What is being asked: Take every line containing "below" out of the records.

Given records:
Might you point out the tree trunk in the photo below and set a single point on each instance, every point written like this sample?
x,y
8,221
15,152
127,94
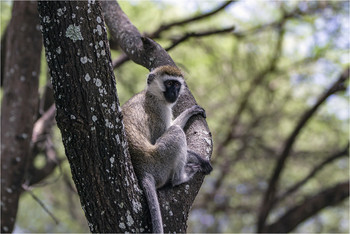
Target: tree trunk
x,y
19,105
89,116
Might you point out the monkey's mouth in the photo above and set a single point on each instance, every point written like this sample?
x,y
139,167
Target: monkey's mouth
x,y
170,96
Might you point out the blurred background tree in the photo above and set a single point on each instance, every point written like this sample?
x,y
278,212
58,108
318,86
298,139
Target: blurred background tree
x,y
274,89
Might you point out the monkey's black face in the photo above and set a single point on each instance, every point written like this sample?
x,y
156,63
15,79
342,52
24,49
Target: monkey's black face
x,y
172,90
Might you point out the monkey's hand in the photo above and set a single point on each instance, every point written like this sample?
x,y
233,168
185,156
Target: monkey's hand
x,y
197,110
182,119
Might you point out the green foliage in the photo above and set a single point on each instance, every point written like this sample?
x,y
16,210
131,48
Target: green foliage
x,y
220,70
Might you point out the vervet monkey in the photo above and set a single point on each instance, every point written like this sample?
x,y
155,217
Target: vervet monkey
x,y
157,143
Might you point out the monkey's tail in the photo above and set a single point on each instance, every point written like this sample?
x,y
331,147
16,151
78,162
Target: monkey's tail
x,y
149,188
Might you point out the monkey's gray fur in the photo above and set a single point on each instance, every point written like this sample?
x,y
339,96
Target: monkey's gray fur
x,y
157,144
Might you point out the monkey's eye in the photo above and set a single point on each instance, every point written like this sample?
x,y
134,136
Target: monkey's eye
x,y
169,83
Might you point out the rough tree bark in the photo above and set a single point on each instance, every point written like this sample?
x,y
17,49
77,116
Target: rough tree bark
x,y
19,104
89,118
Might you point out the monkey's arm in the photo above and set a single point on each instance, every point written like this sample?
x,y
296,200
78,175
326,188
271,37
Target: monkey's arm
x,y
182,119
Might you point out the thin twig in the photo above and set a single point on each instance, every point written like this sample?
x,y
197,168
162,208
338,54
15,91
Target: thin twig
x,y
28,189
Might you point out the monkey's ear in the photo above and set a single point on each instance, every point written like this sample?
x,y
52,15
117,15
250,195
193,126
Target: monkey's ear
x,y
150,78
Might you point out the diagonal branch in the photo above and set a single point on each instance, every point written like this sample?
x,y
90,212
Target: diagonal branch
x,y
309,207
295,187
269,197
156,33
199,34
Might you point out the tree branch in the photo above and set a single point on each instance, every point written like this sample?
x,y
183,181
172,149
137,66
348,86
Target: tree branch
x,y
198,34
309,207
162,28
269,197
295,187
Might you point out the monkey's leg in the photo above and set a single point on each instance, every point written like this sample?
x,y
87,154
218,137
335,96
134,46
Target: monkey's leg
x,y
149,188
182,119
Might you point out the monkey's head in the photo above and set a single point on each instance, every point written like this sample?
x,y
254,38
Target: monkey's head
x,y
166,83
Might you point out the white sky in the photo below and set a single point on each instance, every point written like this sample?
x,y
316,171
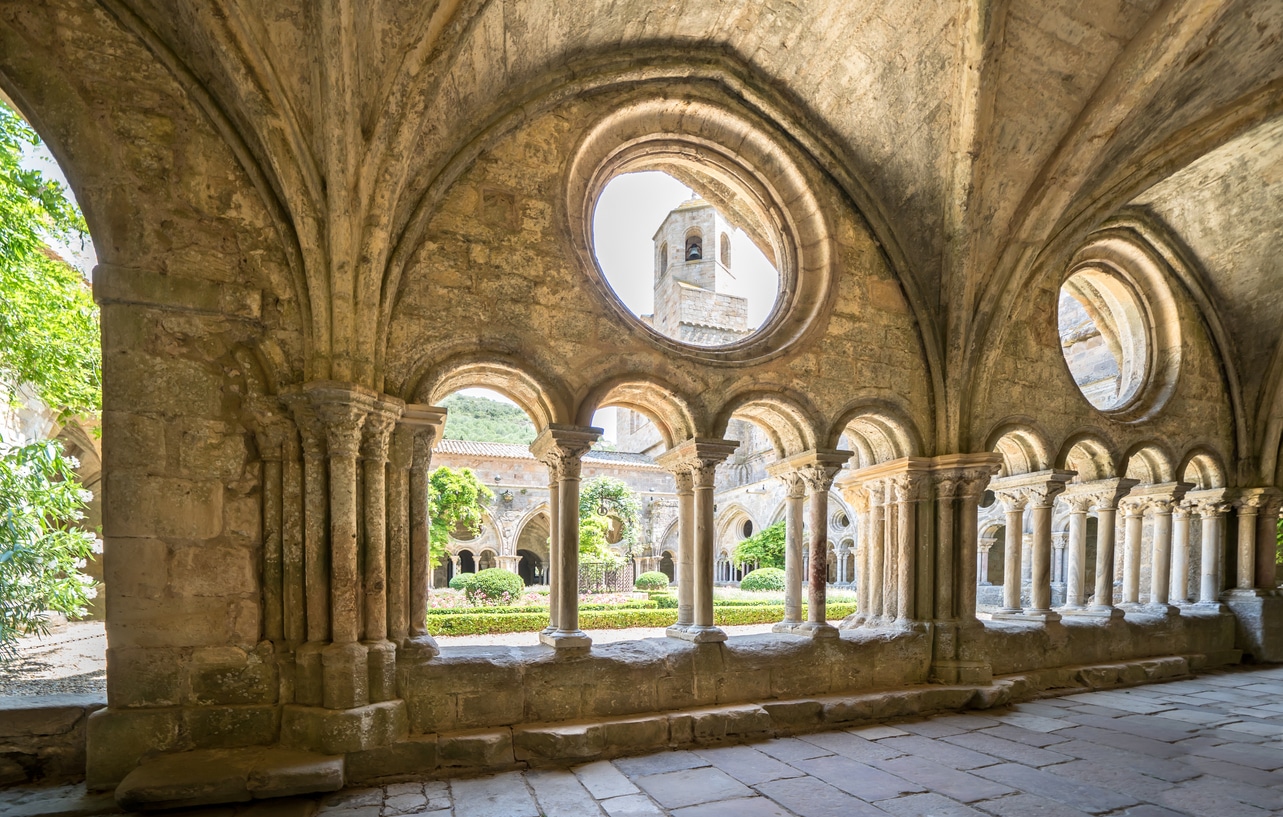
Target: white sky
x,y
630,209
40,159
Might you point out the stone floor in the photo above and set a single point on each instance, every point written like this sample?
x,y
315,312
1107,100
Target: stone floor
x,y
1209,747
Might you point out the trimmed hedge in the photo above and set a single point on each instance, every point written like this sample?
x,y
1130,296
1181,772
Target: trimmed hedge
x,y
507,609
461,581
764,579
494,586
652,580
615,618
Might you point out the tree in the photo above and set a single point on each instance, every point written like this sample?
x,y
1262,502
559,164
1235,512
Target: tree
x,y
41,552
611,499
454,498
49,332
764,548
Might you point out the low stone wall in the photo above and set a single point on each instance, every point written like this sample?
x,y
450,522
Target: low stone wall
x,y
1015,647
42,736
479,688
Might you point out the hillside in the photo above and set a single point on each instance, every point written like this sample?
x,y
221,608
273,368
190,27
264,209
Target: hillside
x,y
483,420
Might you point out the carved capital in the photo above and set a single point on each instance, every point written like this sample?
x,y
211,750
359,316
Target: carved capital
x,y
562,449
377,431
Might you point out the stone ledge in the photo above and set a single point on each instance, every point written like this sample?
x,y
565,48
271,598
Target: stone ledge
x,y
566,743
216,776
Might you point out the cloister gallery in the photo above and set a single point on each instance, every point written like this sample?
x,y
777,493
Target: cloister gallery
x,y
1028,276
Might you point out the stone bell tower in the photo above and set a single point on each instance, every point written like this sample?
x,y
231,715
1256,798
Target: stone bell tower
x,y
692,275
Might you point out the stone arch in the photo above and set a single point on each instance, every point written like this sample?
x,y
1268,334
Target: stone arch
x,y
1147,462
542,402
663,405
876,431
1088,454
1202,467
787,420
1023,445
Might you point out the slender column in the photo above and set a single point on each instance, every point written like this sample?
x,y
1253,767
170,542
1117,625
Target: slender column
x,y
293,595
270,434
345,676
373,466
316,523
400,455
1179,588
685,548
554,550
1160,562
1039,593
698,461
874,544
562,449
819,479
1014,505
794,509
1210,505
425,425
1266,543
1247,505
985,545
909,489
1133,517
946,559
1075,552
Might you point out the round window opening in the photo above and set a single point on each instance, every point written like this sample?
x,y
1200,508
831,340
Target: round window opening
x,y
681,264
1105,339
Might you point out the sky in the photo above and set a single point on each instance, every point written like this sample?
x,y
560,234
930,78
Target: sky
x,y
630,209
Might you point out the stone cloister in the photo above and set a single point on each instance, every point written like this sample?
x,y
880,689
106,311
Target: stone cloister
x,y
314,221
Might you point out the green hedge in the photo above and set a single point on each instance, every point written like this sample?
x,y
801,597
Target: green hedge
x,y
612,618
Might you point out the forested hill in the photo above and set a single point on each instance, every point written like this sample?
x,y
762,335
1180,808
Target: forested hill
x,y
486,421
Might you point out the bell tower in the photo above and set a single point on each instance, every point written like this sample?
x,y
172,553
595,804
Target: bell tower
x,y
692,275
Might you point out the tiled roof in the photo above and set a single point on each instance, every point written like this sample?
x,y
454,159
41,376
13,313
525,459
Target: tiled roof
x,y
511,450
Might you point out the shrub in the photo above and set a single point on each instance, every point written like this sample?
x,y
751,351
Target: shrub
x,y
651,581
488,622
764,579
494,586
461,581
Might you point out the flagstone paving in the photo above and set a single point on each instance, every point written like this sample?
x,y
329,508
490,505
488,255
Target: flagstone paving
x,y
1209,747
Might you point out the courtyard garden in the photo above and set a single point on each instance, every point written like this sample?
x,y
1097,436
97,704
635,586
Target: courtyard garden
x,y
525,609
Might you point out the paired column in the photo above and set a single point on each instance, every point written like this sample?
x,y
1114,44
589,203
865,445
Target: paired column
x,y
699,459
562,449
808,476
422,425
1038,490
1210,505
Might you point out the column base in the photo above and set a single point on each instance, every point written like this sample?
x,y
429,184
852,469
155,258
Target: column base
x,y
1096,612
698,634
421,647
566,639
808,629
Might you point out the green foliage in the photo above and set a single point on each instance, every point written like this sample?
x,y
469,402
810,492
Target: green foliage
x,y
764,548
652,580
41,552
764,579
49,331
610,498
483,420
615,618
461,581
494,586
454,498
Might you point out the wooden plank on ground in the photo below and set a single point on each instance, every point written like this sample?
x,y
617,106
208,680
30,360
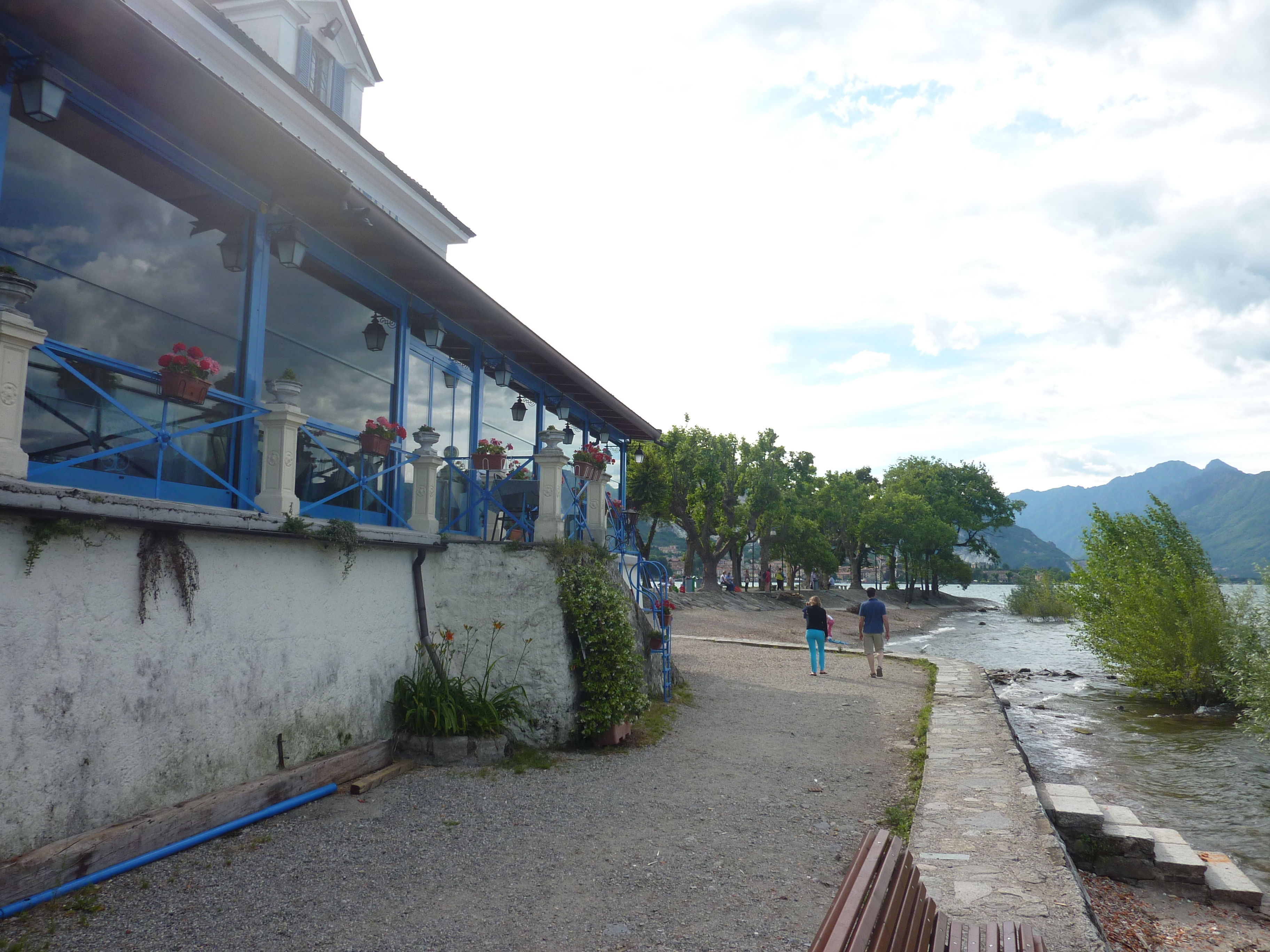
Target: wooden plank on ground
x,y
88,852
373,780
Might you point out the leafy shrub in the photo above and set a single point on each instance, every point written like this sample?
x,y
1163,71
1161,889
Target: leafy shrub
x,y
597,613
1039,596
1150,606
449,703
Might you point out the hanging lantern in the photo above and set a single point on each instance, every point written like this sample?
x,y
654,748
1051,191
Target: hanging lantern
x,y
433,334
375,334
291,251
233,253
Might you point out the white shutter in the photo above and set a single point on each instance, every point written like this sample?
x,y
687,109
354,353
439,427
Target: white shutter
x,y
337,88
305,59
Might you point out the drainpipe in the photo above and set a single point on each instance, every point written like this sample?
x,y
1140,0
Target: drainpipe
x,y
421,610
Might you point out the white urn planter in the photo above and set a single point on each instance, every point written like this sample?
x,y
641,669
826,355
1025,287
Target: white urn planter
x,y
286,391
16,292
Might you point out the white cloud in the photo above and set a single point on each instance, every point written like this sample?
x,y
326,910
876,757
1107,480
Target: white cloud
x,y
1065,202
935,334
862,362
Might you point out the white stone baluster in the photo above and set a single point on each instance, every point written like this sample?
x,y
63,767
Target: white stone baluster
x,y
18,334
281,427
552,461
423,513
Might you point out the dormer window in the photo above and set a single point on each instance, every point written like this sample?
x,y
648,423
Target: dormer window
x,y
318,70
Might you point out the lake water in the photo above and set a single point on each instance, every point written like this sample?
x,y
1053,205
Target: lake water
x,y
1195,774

Response area:
Might you point out the tree trunk in the photo below and set a single point on each instance, every point written like this sample?
Might you point out the white sky in the photo below and set a single point on each instance, every point written like this sample?
Might you point out the wooden plank on ground in the photo below and set a single point on each instance, every point written like this sample?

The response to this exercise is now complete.